Exercise material >>

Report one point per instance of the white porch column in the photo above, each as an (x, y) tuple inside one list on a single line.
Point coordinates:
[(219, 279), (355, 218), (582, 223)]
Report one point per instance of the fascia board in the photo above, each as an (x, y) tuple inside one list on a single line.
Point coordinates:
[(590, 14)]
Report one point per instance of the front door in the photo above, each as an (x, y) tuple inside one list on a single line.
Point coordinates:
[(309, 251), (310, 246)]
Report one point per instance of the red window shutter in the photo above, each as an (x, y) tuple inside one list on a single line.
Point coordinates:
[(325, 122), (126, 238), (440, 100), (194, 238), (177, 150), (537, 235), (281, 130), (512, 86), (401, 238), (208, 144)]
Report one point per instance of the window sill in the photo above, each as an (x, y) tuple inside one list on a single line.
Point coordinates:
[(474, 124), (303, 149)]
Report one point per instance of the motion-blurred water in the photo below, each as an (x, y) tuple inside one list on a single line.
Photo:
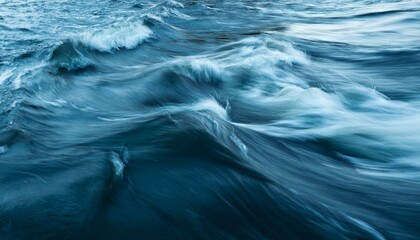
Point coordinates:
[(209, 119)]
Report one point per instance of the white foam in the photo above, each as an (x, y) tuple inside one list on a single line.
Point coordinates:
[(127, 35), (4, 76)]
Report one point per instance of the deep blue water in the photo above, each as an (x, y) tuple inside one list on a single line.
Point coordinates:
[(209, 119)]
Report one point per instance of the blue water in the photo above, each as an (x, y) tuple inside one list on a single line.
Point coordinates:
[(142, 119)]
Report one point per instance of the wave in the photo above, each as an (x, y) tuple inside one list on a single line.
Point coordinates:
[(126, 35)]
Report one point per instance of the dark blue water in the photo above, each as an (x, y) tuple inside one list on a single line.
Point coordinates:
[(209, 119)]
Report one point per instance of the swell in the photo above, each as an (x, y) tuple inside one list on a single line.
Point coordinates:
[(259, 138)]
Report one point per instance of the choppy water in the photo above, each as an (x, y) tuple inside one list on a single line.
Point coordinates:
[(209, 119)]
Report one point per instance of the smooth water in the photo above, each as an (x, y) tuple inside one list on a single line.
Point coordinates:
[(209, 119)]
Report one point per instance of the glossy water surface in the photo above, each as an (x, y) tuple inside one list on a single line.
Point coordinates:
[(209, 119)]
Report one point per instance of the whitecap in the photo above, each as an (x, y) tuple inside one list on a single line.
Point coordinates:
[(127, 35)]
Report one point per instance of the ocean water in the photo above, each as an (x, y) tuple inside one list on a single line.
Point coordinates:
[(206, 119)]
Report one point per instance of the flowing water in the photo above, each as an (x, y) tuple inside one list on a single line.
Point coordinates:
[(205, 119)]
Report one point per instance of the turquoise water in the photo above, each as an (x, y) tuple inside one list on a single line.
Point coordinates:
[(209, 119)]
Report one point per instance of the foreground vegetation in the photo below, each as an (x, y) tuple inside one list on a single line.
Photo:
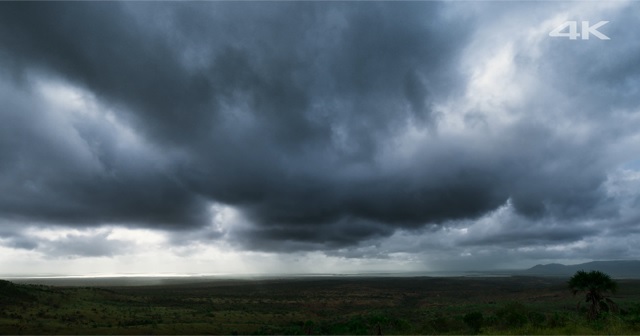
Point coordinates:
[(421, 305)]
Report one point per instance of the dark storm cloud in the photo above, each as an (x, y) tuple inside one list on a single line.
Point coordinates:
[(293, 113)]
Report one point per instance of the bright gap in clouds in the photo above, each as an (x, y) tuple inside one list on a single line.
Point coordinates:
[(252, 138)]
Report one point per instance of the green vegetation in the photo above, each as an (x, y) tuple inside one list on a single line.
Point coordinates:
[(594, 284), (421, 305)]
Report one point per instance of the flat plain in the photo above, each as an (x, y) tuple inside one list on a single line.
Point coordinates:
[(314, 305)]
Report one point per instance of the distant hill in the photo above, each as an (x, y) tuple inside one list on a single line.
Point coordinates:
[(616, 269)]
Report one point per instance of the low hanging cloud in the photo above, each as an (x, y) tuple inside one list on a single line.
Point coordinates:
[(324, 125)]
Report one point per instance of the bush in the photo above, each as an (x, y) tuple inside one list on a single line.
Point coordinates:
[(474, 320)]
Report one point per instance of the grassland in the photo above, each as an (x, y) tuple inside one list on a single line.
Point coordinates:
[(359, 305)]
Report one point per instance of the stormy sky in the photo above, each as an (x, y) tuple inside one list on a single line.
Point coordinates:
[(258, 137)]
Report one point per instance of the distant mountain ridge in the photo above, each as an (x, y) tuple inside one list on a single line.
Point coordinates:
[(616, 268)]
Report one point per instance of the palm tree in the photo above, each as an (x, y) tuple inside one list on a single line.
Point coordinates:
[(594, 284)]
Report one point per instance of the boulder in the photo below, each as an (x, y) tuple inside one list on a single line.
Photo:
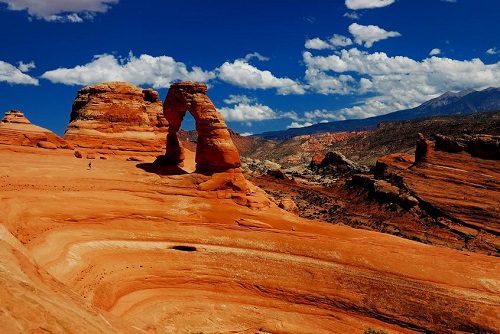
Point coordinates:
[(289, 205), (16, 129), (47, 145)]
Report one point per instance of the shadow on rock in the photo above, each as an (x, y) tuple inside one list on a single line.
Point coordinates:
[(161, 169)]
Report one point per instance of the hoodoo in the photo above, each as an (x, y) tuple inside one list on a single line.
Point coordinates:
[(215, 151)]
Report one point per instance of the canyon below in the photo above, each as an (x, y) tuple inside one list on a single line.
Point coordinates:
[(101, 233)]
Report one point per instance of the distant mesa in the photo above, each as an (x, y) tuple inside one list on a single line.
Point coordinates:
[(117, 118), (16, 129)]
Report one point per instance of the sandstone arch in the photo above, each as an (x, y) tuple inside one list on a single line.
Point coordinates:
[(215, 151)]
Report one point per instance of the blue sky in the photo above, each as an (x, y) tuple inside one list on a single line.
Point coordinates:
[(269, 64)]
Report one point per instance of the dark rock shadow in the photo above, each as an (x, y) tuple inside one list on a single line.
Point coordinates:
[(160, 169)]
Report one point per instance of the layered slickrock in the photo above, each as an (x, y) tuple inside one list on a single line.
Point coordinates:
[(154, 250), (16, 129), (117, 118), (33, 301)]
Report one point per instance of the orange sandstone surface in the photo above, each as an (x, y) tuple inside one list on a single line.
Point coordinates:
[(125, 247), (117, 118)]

What the task asks >> The records are given above. Copy each line in them that holds "vegetation".

Task solution >>
Report one point per instance of the foreground vegetation in the photo below, each as an (x, y) tuple inside one list on a single line.
Report one point per instance of the green vegetation in the photo above, each as an (x, y) tuple inside one list on a single line.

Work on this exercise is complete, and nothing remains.